Your instructions:
Update the lines below by replacing every instance of "bounding box" with "enclosing box", leaving all other text unchanged.

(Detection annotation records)
--
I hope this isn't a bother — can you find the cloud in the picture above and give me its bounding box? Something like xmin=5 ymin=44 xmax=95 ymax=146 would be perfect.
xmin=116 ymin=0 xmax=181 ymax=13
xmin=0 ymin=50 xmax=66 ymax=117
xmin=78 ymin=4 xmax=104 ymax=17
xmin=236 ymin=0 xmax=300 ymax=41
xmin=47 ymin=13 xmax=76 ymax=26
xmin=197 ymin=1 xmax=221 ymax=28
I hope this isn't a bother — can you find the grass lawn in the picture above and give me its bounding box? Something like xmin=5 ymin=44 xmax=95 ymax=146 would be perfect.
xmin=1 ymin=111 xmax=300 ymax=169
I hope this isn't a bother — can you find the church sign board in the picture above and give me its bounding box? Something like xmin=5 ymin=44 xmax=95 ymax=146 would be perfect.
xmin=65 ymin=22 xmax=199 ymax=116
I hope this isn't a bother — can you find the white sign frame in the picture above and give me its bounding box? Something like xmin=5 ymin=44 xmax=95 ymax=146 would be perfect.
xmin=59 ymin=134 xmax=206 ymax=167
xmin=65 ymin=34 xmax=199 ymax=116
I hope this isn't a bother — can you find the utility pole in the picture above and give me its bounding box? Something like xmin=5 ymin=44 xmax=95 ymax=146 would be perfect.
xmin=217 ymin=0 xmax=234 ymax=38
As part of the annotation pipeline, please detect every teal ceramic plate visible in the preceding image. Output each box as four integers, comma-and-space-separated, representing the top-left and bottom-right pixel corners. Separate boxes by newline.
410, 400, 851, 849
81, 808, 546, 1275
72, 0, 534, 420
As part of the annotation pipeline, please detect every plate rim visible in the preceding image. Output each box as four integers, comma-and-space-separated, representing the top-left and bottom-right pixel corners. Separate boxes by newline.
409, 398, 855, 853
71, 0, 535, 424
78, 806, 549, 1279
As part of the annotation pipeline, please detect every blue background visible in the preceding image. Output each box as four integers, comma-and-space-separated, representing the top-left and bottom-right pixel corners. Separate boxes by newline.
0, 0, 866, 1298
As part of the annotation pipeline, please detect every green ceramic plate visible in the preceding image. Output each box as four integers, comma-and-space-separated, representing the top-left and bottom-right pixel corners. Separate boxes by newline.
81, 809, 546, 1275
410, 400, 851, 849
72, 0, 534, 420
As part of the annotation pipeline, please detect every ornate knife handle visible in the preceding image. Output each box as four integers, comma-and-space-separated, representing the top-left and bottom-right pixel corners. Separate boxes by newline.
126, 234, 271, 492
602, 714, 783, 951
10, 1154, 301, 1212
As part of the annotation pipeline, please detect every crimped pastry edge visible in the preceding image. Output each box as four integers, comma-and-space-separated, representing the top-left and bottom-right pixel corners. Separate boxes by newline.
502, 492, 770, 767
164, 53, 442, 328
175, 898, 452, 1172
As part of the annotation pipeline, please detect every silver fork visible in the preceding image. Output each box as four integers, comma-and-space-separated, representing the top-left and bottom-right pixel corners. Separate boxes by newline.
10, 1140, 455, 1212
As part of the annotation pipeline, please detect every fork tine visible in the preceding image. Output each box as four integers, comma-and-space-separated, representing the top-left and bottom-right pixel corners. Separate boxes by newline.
--
Result of the task:
I hope this isn't a bother — can you find the cloud in the picture above and give me its enclosing box? Something like xmin=5 ymin=44 xmax=95 ymax=146 would be perfect.
xmin=116 ymin=0 xmax=181 ymax=13
xmin=0 ymin=50 xmax=66 ymax=117
xmin=78 ymin=4 xmax=104 ymax=17
xmin=236 ymin=0 xmax=300 ymax=41
xmin=47 ymin=13 xmax=76 ymax=26
xmin=197 ymin=1 xmax=221 ymax=28
I hope this isn't a bother — can you find the grass lawn in the picture above and give me its enclosing box? Something like xmin=5 ymin=44 xmax=95 ymax=146 would be perfect.
xmin=1 ymin=111 xmax=300 ymax=169
I hope this isn't a bother — can you find the church sign board in the picture above and give me its enclosing box? Something like xmin=5 ymin=44 xmax=95 ymax=146 would be perfect.
xmin=65 ymin=22 xmax=199 ymax=116
I hope this isn't a bother — can you find the white sign frame in the picture above and give me its enclosing box? Something like xmin=5 ymin=44 xmax=95 ymax=146 would be perfect.
xmin=59 ymin=134 xmax=206 ymax=167
xmin=65 ymin=34 xmax=199 ymax=116
I hope this isn't a bother — can you find the utility pole in the picture above and give me its enclosing box? Something like xmin=5 ymin=44 xmax=95 ymax=146 would be perfect.
xmin=217 ymin=0 xmax=234 ymax=38
As part of the annotation pipeline, please detect every teal ceramic plate visible in the preceding image. Output each box as four integers, comma-and-space-separated, representing the top-left and bottom-right pixel corners. Separate boxes by newline.
410, 400, 851, 849
81, 808, 546, 1275
72, 0, 534, 420
As part of the annotation pipeline, please detect every plate rim visible in the preceding image. Output each box as four integers, comma-and-space-separated, representing the top-left and bottom-right pixel corners. Separate boxes by newline.
409, 398, 855, 853
71, 0, 535, 424
78, 806, 549, 1279
As part of the annotation pipeline, please detect every blue background visible in the preceding image. Output each box as four integers, comma-and-space-separated, representing the top-left and bottom-right pixel corners. Separate boxes by newline.
0, 0, 866, 1298
As part of the annotation pipeline, please detect every green ceramic plate visible in the preceding image. Output each box as four integers, comma-and-space-separated, representing the top-left and bottom-right pixel corners. Separate boxes by newline.
81, 809, 546, 1275
410, 400, 851, 849
72, 0, 534, 420
As part of the annotation pipeline, please detect every ornate knife handle visible in the preceding image. Output each box as four integers, comma-and-space-separated, representing the top-left and bottom-right pixel corners. Separate boxes by newline.
126, 234, 271, 492
602, 714, 783, 951
10, 1154, 301, 1212
As part of the annotation pipeline, please detect every crimped pastry edge visible in the preceding image. Output each box as four integers, comma-and-space-separated, representing the top-left and bottom-right pixel corners. Separate boxes by newline.
502, 492, 770, 767
164, 53, 442, 328
175, 898, 452, 1172
As part of the annotation pipeline, please detect every silver fork visible in the preceding image. Output each box as four integers, comma-and-space-separated, representing the top-left and bottom-right pixel corners. Separate boxes by newline.
10, 1140, 455, 1212
As part of the annotation pipeline, please detect every fork tine visible in the preceding image. Output each box as four integers, comma-and-space-separated, representing the top-left and bottom-right pixel corners. Separate boxes by newline.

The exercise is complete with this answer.